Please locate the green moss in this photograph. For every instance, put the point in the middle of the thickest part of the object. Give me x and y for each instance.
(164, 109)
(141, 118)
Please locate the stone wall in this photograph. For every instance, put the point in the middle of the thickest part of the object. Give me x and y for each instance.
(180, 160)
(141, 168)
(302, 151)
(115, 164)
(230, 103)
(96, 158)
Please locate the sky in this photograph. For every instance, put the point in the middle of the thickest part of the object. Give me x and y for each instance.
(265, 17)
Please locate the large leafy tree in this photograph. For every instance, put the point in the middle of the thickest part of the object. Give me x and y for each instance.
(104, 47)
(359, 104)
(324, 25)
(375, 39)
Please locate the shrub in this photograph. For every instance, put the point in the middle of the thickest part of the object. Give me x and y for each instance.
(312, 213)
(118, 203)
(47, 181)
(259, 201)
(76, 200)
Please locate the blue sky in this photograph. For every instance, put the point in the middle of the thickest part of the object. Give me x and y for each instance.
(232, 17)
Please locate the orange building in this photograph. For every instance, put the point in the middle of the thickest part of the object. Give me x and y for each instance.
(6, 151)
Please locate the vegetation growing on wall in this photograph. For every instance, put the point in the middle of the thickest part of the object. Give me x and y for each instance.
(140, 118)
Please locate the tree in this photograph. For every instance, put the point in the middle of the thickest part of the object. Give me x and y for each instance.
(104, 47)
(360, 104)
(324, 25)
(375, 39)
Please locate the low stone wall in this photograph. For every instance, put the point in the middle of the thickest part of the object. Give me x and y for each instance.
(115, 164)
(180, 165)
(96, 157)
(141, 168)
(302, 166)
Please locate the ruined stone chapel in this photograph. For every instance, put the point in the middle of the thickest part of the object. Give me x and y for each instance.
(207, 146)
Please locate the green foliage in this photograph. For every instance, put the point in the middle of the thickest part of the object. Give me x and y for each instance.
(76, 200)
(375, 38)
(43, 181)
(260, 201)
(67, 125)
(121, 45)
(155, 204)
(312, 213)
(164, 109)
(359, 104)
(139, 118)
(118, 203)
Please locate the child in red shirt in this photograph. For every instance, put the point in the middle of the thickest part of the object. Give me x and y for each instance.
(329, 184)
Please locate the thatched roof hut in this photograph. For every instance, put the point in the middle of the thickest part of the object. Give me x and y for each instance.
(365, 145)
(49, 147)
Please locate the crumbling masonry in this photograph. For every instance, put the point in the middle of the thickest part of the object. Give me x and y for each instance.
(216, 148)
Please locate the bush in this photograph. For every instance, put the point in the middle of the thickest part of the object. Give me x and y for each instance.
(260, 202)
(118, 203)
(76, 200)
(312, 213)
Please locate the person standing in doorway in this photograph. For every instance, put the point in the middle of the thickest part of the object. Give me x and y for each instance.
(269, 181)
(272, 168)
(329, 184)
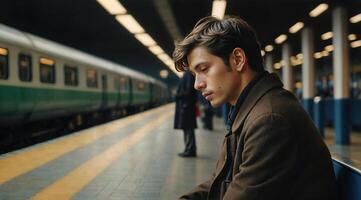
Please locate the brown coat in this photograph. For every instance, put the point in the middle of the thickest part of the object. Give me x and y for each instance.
(279, 154)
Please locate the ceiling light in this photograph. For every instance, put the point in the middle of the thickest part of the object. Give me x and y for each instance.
(130, 23)
(281, 39)
(277, 65)
(317, 55)
(327, 35)
(163, 57)
(47, 61)
(112, 6)
(352, 37)
(164, 73)
(325, 53)
(3, 52)
(356, 18)
(318, 10)
(145, 39)
(356, 43)
(219, 8)
(268, 48)
(295, 28)
(156, 50)
(329, 48)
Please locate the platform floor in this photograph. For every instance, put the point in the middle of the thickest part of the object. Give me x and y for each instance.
(131, 158)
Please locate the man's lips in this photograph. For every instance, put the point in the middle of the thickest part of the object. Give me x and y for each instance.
(206, 95)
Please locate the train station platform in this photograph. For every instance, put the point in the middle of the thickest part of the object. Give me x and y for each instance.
(130, 158)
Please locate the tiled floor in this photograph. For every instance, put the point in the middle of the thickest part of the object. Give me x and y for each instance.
(131, 158)
(112, 161)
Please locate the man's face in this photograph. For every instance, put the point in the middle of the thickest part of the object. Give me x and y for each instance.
(217, 82)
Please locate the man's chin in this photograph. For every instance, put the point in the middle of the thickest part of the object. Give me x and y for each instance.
(215, 104)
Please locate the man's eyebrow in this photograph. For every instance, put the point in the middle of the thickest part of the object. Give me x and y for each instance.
(198, 65)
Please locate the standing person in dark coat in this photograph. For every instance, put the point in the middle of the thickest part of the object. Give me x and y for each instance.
(272, 149)
(185, 113)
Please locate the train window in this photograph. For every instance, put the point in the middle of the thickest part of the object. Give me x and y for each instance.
(25, 67)
(47, 70)
(140, 85)
(4, 63)
(116, 83)
(123, 84)
(92, 78)
(70, 75)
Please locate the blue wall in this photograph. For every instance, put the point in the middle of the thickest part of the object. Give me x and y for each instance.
(348, 182)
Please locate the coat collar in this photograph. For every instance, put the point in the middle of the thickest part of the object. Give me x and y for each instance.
(267, 83)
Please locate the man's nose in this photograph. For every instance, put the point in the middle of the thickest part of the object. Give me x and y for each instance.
(199, 84)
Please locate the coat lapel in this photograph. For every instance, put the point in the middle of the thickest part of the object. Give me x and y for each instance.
(267, 83)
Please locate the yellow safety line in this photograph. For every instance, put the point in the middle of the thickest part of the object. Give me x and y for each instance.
(74, 181)
(14, 165)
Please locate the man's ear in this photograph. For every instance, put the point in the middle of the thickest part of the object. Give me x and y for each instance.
(239, 59)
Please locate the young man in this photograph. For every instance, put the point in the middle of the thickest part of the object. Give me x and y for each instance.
(272, 149)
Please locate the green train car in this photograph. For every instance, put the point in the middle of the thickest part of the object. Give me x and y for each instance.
(42, 80)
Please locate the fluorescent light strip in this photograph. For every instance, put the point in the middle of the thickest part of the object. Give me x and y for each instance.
(112, 6)
(356, 44)
(327, 35)
(263, 52)
(356, 18)
(329, 48)
(352, 37)
(317, 55)
(325, 53)
(163, 73)
(145, 39)
(268, 48)
(156, 50)
(295, 28)
(277, 65)
(130, 23)
(281, 39)
(318, 10)
(164, 57)
(219, 8)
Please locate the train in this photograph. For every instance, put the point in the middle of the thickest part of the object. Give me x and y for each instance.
(44, 82)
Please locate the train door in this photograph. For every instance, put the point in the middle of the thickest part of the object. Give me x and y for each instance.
(104, 90)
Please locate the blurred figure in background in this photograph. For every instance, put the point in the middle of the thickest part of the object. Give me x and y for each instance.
(185, 113)
(208, 112)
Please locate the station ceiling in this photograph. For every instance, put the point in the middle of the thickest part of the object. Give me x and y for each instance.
(87, 26)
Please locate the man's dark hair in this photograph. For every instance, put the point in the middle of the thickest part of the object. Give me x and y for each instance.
(220, 37)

-- WHAT THE EXERCISE ASKS --
Repeat the records above exactly, leaving out the pictures.

-- RESULT --
Please locate the green moss in this photograph. For every instance, put the point in the middle of the thickest part of the object. Give me x and y for each instance.
(164, 109)
(141, 118)
Please locate the stone wall in this photograph. For every instance, put the point in the middle of the thickest part of the object. Give me x and y for each instance.
(180, 160)
(141, 168)
(302, 151)
(115, 164)
(230, 103)
(96, 158)
Please locate the sky in this photograph. For every instance, put the point in the middle of the thickest part of the object. Give me x and y for each instance.
(265, 17)
Please locate the large leafy tree in this photograph. For every instance, put the point in the middle of the thickest part of the object. Give me x and y for each instance.
(104, 47)
(359, 104)
(324, 25)
(375, 39)
Please locate the shrub in this photograph. For every instance, put the point in the middle of the thickest part of the object. Give me x and y for each instance.
(312, 213)
(118, 203)
(47, 181)
(259, 201)
(76, 200)
Please locate the blue sky in this photograph. For every instance, put the point in the middle of the thickest part of the object. Give me x and y for each instance.
(232, 17)
Please locate the orange building in this photograph. For every instance, put the point in the middle of the thickest part of the object. Give me x and y for each instance.
(6, 151)
Please locate the vegetation growing on wall in this photograph. For every instance, put the point in the middle of the thickest part of the object. Give me x and y for each instance.
(140, 118)
Please locate the tree in this photograph. For every instance, put the point in the middle of the thickest part of the object. Give me x and y for each instance.
(104, 47)
(360, 104)
(324, 25)
(375, 39)
Please locate the low stone wall in this photograph. For every instance, put the point in the middle of the thickest part of the object. Give me x and y for each instance.
(115, 164)
(180, 165)
(96, 157)
(141, 168)
(302, 166)
Please locate the ruined stone chapel in this photograph. For every instance, put the point in the middle of the thickest part of the object. Give me x and y for each instance.
(207, 146)
Please locate the green foliage in this photograph. For every instance, put the point in the middle of the thickest part of the object. Give me x and y for each instance.
(76, 200)
(375, 38)
(43, 181)
(260, 201)
(67, 125)
(121, 45)
(155, 204)
(312, 213)
(164, 109)
(359, 104)
(139, 118)
(118, 203)
Please locate the child in red shirt in this photograph. For every instance, put the point in the middle of the thickest part of the object. Give me x and y for each instance.
(329, 184)
Please locate the thatched roof hut in this photograph. For every instance, put the point in the middle of the thickest part of the object. Give me x and y for each instance.
(365, 145)
(49, 147)
Please locate the crumbling masonry in this photograph. For every instance, put the point in the middle of the thickest part of the object. Give me x and y for each instance.
(216, 148)
Please locate the bush in this photograph. For every instance, put the point in the middle of the thickest part of the object. Give me x and y for each instance.
(260, 202)
(118, 203)
(76, 200)
(312, 213)
Please locate the person standing in doorway in this photograph. For every instance, put the point in the middle of the thickest part of the object. Give me x and y for each instance.
(269, 181)
(272, 168)
(329, 184)
Please locate the brown coat in this photograph. For every instance, put the point in the middle of the thickest part of the object. Give me x and y for each instance.
(279, 154)
Please locate the ceiling light in this photograph. For every instance, put the point in the middle of the thickest part of the object. Give me x and y for each instance.
(130, 23)
(281, 39)
(277, 65)
(317, 55)
(327, 35)
(163, 57)
(47, 61)
(112, 6)
(352, 37)
(164, 73)
(325, 53)
(3, 52)
(356, 18)
(318, 10)
(145, 39)
(356, 43)
(219, 8)
(268, 48)
(295, 28)
(156, 50)
(329, 48)
Please locate the platform floor in this photograph. For every instance, put the point in the middle of the thickest part of the object. Give me x and y for each instance.
(131, 158)
Please locate the man's lips in this photograph. For every instance, put the point in the middle of the thickest part of the object. Give me x and y for each instance.
(206, 95)
Please locate the train station platform in this photograph. For every instance, put the point in the middle of the thickest part of the object. Give me x and y for each instance.
(130, 158)
Please locate the tiled floor in this photograph. For every instance, put the point in the middle of the thickest part of the object. Give me x and y for each instance.
(131, 158)
(112, 161)
Please locate the man's face in this photograph. For every instance, put the point in the middle of the thickest part of the object. Give me x and y for each instance.
(217, 82)
Please locate the man's chin in this photograph. For every instance, put the point in the middle of the thickest part of the object. Give me x and y for each instance.
(215, 104)
Please locate the man's eyebrow in this photograph. For every instance, put the point in the middle of the thickest part of the object. Give me x and y for each instance.
(198, 65)
Please locate the standing person in dark coat in this photograph. For every instance, put the point in the middle of the thickest part of the object. Give me x and y for each instance.
(272, 149)
(185, 113)
Please locate the train window in this photograph. For every instance, put the point in the middle of the thickest part of the object. Give me x and y for each instance.
(25, 67)
(47, 70)
(140, 85)
(4, 63)
(116, 83)
(123, 84)
(92, 78)
(70, 75)
Please locate the blue wall in this photograph. For every instance, put the point in the middle of the thickest part of the object. Give me x and y for each instance.
(348, 182)
Please locate the coat collar in this photograph. For every instance, put the point in the middle of the thickest part of the object. Give me x and y for each instance.
(267, 83)
Please locate the man's nose in this photograph. For every instance, put the point in the middle of the thickest part of the object. Give me x and y for each instance.
(199, 84)
Please locate the coat lapel in this photograph. For every instance, put the point in the middle of the thickest part of the object. Give me x and y for each instance.
(267, 83)
Please locate the yellow safety line in this photograph. For every instance, put the point in the middle of the thickest part of the object. Give me x and y for each instance.
(74, 181)
(14, 165)
Please locate the man's ear in this photograph. For every instance, put the point in the middle of the thickest part of the object. Give me x and y for each instance.
(239, 59)
Please locate the young man in this photograph. For every instance, put the point in the middle of the thickest part of the object. Give me x and y for each instance.
(272, 149)
Please locate the green train car in this photograph. For every instance, put the point in the middle of the thickest part of the object. Give me x and y for each instance.
(42, 80)
Please locate the fluorescent light strip in this photograph. For every instance, put the point in the middle of the thickest part of the object. Give me x and y for each instance.
(112, 6)
(356, 44)
(327, 35)
(263, 52)
(356, 18)
(329, 48)
(352, 37)
(317, 55)
(325, 53)
(163, 73)
(145, 39)
(268, 48)
(156, 50)
(295, 28)
(277, 65)
(130, 23)
(281, 39)
(318, 10)
(164, 57)
(219, 8)
Please locate the train in this photograph. For every instance, put the point in the middle of the thickest part of the object. Give me x and y for each instance.
(44, 82)
Please locate the train door in this photograph. For every instance, put the point in the middle of the thickest part of the object. Give me x and y for each instance.
(104, 90)
Please locate the blurred figure in background in this photograph. For every instance, put the point in the middle of the thickest part of the object. Give me x and y for each instance.
(185, 113)
(208, 112)
Please locate the station ceiling in this photograph. For every instance, put the point in the middle of the thickest part of the object. Give me x and y for each instance.
(87, 26)
Please locate the man's dark hair in this photograph. For every instance, put the point in the middle of the thickest part of the object. Give me x and y for each instance.
(220, 37)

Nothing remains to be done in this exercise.